* Begin INFORMATION GIVEN *

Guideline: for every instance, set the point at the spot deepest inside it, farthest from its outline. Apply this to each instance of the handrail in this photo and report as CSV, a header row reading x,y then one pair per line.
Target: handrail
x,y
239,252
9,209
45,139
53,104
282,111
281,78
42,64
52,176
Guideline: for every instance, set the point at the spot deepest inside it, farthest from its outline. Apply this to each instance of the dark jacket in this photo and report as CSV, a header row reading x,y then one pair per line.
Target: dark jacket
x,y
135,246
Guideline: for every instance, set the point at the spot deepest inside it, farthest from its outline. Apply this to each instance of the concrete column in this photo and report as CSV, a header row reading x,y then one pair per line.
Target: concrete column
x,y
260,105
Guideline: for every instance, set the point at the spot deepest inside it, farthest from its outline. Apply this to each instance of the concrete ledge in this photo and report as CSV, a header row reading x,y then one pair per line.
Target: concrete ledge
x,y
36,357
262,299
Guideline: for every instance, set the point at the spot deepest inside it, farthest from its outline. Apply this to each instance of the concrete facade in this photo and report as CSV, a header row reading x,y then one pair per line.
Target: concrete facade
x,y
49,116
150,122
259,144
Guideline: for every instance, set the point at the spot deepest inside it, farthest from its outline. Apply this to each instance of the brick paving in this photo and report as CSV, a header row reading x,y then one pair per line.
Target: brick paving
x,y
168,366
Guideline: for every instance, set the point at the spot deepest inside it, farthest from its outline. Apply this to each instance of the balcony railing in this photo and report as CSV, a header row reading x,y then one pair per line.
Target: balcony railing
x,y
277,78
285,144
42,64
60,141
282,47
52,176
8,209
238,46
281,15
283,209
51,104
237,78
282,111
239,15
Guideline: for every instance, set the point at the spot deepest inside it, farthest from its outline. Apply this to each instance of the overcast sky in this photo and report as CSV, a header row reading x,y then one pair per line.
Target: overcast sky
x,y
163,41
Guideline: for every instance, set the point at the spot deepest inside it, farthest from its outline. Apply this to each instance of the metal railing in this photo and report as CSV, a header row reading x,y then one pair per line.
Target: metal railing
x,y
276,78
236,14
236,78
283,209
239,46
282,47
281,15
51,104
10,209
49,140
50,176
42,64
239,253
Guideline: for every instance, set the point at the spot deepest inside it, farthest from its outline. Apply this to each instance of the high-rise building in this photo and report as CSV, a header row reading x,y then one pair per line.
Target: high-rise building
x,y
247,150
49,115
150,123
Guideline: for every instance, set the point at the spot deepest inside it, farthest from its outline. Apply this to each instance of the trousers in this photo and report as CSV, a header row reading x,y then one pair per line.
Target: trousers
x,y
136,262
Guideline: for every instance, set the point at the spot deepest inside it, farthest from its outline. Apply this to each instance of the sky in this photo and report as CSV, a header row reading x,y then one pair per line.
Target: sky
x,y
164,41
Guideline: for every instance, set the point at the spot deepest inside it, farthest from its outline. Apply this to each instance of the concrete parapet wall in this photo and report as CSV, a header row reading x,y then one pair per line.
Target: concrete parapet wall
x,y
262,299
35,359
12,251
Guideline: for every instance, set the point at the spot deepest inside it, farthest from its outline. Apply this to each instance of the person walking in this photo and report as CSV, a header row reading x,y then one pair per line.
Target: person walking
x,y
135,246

* End INFORMATION GIVEN *

Go through the data and return every record exactly.

> REPLY:
Guideline: for every instance, set the point at the spot deepest inside it, farthest from its outline. Apply this to each instance of the handrail in this photo and report as CSV, a header row reading x,y then one pair per line.
Target: handrail
x,y
239,252
9,209
45,139
53,104
282,111
281,78
42,64
52,176
Guideline: for every instance, set the point at the spot deepest inside it, farthest from its outline. Apply this to each instance of the dark jacket in this photo and report as CSV, a header row reading x,y then one pair per line.
Target: dark jacket
x,y
135,246
Guideline: for every instance, set the point at the spot deepest inside it, farthest from its outline. Apply this to each instance of the concrete column in this photo and report as CSV, a header row reading x,y then one pair per line.
Target: concrete column
x,y
260,105
Guideline: for every instance, set the point at the spot deepest inside it, farthest from its outline. Apply this to each instance of the concrete ledge in this photo and report as CSV, a header row reading x,y then one pair per line.
Target: concrete ledge
x,y
36,357
262,299
Guideline: for every instance, set the point at the spot deepest inside it, farthest from its outline. Apply this to each instance of the concrete facade in this photo and report as CSV, a header row reading x,y then one pair per line.
Target: concrete facade
x,y
49,116
150,122
259,144
Guideline: for every instance, set the point at the spot deepest inside it, farthest from its outline. Apply this to each instance of the brick paving in this photo and report as CSV, a header row reading x,y then one pair per line.
Target: brick paving
x,y
168,366
Guideline: for every instance, set the point at the spot deepest inside it, farthest from its outline. Apply this to each instance of the balcony railing in this photo and report as CSV, a header row reading x,y then one pair per line.
Target: balcony railing
x,y
277,78
285,144
42,64
60,141
282,47
52,176
8,209
238,46
281,15
283,209
51,104
237,78
282,111
239,15
Guideline: for every instance, set the point at the spot deepest inside it, farthest from its outline. Apply this to each instance of the overcast sky in this photo and report as CSV, a header row reading x,y then one pair per line.
Target: overcast sky
x,y
163,41
Guideline: for every instance, set the point at the spot deepest inside it, farthest from its outline. Apply this to each instance of the metal railing in this photo and report as CSV, a header row reading x,y then one pair per line.
Target: metal railing
x,y
276,78
236,14
236,78
283,209
239,46
282,47
281,15
51,104
10,209
49,140
50,176
42,64
239,253
Guideline: for every instance, set the point at the spot deepest inside it, farthest from its outline. Apply this to each instance of the high-rise building in this photo and report as CSV, a header row reading x,y then one pair per line.
Target: high-rise building
x,y
247,150
49,115
150,123
Guideline: for every instance, set the point at the spot deepest inside it, farthest from its outline. Apply this to each instance of the trousers in this photo and report as CSV, a header row reading x,y then one pair per line.
Target: trousers
x,y
136,262
Guideline: for every instance, set the point at the spot deepest inside it, farthest from its outline. Apply this to each instance of the sky in this photo and report as CSV, a header row reading x,y then one pair per line.
Target: sky
x,y
164,41
Guideline: for every instance, set the point at the spot deepest inside it, farthest from its outline. Apply this to each instance of the concrete parapet wall in this photo and report as CSV, a header row reading x,y then one pair per line.
Target: concrete parapet wall
x,y
262,299
35,359
12,251
Guideline: for every instance, set the point at the spot deepest inside it, farthest from its outline. Apply this to each instance of the person walking in this photo and report as CSV, a header row reading x,y then one pair per line.
Target: person walking
x,y
135,246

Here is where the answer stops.